CONJUNTO DE TAREFAS:
- A) Responda com base no texto sobre os motoristas de ônibus de Belo Horizonte:
(i) De quanto é o aumento no tempo de viagem que a Associação dos Usuários do Transporte Coletivo de BH garante?
(ii) Na viagem da linha 641 (Serra Verde/Vilarinho), por quanto tempo o motorista ficou parado recebendo o dinheiro das passagens?
(iii) Quantas multas foram aplicadas às empresas neste ano?
- B) Retome o texto sobre os motoristas de ônibus de Belo Horizonte e dê continuidade a ele logo após a última frase.

TEXTO DO DOCUMENTO:
Cobrar passagem, evitar o “pulão” na roleta, coibir o desrespeito aos assentos preferenciais, operar o elevador, monitorar as portas de desembarque, acionar o botão de pânico. Essas são atribuições cada vez mais presentes na rotina dos motoristas do transporte público de Belo Horizonte, responsáveis por conduzir com segurança dezenas de pessoas em meio aos riscos diários do trânsito.

 

O acúmulo de função, após a retirada dos trocadores, estaria atrasando as viagens na capital. A afirmação é dos próprios condutores e dos passageiros. Dados sobre o tempo gasto nos deslocamentos não foram repassados pela BHTrans, mas a Associação dos Usuários do Transporte Coletivo de BH garante aumento de até 40%.

 

O Hoje em Dia cronometrou um desses atrasos. Ao acompanhar uma viagem da linha 641 (Serra Verde/Vilarinho), na última semana, a reportagem constatou 20% a mais de tempo gasto durante o percurso. A viagem foi iniciada no bairro às 6h30 e finalizada na estação às 7h01. Durante seis minutos e meio, o motorista ficou parado recebendo o dinheiro das passagens.

Estresse

 

Transitar sem agente de bordo é permitido apenas ao sistema Move. Nos outros veículos a medida só pode ocorrer aos domingos, feriados e horário noturno, conforme prevê uma lei de 2012. Porém, os flagrantes do descumprimento da norma em período integral não param de crescer. Só neste ano foram mais de mil multas aplicadas às empresas.

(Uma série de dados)
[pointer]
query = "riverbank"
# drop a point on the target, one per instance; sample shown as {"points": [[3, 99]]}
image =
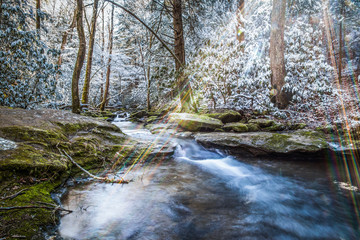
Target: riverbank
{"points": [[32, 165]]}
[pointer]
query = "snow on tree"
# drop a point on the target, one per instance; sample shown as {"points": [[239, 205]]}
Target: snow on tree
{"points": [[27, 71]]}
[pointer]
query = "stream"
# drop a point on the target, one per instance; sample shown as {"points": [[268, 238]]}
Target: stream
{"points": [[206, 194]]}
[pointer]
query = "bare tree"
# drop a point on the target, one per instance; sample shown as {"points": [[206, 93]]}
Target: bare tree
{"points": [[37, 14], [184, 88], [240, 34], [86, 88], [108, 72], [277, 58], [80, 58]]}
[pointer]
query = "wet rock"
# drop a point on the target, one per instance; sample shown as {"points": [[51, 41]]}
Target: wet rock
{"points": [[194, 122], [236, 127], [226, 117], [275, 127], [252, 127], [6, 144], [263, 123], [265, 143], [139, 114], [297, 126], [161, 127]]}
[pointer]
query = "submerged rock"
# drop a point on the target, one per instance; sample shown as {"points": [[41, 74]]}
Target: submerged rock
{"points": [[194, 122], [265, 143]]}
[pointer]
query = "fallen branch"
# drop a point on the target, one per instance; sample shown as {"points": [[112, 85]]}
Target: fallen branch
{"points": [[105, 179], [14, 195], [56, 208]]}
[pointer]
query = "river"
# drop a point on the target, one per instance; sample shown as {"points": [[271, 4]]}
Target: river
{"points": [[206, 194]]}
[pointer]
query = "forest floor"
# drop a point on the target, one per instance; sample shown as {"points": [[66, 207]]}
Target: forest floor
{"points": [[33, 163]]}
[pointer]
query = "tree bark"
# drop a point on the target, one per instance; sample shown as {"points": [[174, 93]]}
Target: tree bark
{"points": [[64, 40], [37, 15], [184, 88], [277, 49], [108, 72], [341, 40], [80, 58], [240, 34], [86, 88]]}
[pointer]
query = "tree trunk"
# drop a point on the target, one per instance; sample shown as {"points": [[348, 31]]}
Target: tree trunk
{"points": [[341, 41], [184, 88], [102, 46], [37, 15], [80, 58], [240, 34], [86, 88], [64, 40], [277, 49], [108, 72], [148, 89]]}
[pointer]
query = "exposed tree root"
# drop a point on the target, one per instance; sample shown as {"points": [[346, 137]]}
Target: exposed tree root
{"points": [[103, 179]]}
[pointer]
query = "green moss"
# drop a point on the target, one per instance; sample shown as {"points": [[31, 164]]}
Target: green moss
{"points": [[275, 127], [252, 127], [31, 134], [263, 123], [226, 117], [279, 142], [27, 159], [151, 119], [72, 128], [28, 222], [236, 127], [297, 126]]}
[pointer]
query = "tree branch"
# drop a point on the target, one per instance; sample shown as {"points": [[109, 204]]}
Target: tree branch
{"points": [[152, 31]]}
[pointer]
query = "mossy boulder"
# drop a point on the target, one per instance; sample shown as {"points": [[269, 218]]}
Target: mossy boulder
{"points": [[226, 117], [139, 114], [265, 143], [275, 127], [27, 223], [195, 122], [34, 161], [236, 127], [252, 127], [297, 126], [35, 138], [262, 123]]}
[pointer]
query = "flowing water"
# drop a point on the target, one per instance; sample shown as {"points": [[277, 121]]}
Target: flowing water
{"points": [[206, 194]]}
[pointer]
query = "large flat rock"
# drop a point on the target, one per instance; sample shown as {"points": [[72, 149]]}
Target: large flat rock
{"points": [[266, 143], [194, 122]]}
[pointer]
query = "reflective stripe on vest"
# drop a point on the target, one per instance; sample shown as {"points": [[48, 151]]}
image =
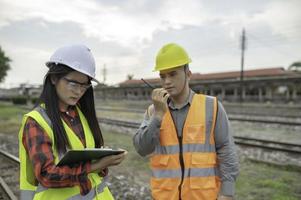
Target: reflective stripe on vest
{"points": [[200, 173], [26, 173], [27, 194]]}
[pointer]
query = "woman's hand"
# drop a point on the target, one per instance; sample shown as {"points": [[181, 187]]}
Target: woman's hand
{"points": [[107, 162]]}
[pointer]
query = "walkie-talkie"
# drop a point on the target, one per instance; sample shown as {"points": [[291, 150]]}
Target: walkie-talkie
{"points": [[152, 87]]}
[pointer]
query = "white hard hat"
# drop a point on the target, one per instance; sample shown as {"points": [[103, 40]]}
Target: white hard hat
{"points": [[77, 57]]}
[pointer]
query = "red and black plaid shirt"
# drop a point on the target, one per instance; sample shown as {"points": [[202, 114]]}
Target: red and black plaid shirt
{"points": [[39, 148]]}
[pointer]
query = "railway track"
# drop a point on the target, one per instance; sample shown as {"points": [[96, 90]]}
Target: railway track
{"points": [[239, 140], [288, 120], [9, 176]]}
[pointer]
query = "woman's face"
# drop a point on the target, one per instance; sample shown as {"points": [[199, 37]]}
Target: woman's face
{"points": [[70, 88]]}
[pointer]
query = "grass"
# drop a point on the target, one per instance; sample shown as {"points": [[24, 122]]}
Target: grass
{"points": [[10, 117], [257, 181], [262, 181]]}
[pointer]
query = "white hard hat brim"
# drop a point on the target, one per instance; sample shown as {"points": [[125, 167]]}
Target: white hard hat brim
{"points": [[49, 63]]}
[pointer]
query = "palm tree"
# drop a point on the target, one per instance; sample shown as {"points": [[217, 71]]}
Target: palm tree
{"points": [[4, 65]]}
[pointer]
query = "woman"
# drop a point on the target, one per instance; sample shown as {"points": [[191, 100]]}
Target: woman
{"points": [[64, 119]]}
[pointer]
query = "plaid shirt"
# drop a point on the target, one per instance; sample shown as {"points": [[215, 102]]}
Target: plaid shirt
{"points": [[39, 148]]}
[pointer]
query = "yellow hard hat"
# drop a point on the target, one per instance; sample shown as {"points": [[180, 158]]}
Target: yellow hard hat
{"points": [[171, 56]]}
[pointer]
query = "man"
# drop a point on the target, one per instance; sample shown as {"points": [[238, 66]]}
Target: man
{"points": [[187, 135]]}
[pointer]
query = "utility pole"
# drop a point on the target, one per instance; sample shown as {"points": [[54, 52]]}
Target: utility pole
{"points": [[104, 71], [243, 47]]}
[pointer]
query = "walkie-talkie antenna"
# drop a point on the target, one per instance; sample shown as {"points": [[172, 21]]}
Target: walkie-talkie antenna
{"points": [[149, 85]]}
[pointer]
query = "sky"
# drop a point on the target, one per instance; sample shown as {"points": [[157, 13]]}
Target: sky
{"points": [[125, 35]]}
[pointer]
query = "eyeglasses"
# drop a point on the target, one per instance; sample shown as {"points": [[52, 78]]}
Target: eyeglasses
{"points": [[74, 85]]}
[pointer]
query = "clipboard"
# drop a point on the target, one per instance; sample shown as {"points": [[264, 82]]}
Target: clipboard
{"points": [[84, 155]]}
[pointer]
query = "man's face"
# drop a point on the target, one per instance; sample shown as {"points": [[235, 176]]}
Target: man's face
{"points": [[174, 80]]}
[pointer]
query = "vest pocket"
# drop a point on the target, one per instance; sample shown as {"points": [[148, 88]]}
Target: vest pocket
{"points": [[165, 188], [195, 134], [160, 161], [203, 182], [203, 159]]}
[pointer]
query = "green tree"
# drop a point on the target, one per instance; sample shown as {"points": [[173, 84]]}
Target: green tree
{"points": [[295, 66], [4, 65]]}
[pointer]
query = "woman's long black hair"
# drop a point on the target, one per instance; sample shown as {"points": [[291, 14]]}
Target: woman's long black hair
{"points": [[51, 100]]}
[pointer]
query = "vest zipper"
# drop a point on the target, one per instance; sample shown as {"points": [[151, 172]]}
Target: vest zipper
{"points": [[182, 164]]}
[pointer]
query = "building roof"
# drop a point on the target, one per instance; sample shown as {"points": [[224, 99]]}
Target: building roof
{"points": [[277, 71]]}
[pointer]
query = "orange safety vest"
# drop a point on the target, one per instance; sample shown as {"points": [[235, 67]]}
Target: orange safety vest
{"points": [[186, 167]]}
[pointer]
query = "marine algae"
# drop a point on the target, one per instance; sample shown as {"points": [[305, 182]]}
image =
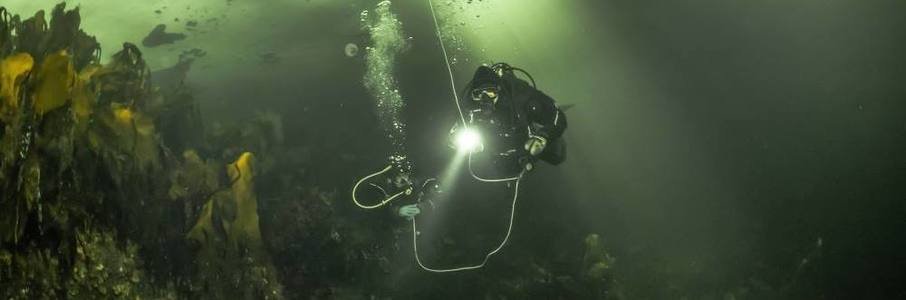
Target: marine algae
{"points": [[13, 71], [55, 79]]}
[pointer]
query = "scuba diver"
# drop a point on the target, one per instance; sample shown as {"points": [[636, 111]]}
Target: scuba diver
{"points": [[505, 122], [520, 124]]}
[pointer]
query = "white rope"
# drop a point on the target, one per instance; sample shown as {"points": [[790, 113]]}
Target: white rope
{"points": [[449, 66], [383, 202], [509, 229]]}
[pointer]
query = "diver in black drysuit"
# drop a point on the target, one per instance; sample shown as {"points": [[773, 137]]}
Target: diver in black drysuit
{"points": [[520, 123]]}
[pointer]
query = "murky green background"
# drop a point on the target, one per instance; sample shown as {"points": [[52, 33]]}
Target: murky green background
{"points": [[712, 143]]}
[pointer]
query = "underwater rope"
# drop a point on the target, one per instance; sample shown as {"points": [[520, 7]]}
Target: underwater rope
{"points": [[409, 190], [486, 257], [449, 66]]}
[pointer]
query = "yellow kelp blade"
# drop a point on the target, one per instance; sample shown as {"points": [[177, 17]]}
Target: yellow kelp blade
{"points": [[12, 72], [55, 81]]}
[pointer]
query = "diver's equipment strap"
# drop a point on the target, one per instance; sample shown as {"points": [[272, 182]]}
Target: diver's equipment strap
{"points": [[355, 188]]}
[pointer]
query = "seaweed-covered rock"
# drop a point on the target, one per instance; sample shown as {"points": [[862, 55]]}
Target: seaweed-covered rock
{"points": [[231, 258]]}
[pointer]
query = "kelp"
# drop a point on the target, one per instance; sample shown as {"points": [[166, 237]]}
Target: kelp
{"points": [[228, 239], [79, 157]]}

RESPOSTAS ESCRITAS:
- A)
(i) Até 40%.
(ii) Seis minutos e meio.
(iii) Mais de mil.

- B)
Para quem executa as múltiplas tarefas, o estresse é generalizado. Roberto*, de 38 anos, é motorista de ônibus há 16 e, atualmente, está à frente de uma linha que atende às regionais Leste e Noroeste. A ausência dos trocadores já ocorre há três meses. Segundo ele, além do desgaste físico e mental, o atraso nas viagens chega a quase 30 minutos. “Nunca estive tão estressado. Ainda não posso abandonar a profissão, mas estou olhando outro emprego”.

 

O condutor também conta que teme ser assaltado. “Tem dia que a gente anda com mais de R$ 600 e não tem onde esconder”. 

 

O temor da ação de criminosos é reforçado com a obrigação de operar os elevadores para deficientes físicos. “A gente sai do ônibus, vai lá fora e a gaveta de dinheiro fica lá. Qualquer um pode chegar e pegar”. 

 

A responsabilidade pelo manuseio do equipamento também preocupa Jeferson*, de 42 anos, que atua na região do Barreiro. “Não importa se é descida, subida. Se tem um cadeirante, a gente tem que descer e ajudar. E isso é um perigo, porque se tem alguma falha nos freios, pode ocorrer um acidente”.

 

Outro fator de estresse é a devolução do troco. Marcos*, de 59 anos, é motorista de duas linhas em Venda Nova. Durante o trabalho, o homem carrega uma bolsa com notas variadas e moedas. “Isso complica o nosso serviço. Nem sempre a pessoa traz o dinheiro certinho ou tem paciência de esperar”, 

Sem recarga

 

Em meio ao entrave sobre a permanência dos agentes de bordo nos coletivos, passageiros também reclamam. Uma das principais queixas é a recarga do cartão BHBus. Os créditos podem ser ativados nas estações e dentro dos ônibus. Porém, nos coletivos, o serviço era feito apenas por trocadores. 

 

“Já desisti duas vezes. Não tem como o motorista sair do lugar dele”, afirma a cuidadora de idosos Carla Regina Fonseca, de 36 anos, que também engrossa o coro sobre a demora nas viagens. Na semana passada, ela diz ter chegado por três dias atrasada ao trabalho.

 

Em uma das ocasiões, diz Carla, o problema foi a operação do elevador para deficientes na linha 310 (Estação Diamante/3º e 4º seção). “O condutor desceu para ajudar o cadeirante que costuma pegar o ônibus todos os dias, mas o equipamento deu defeito”, contou.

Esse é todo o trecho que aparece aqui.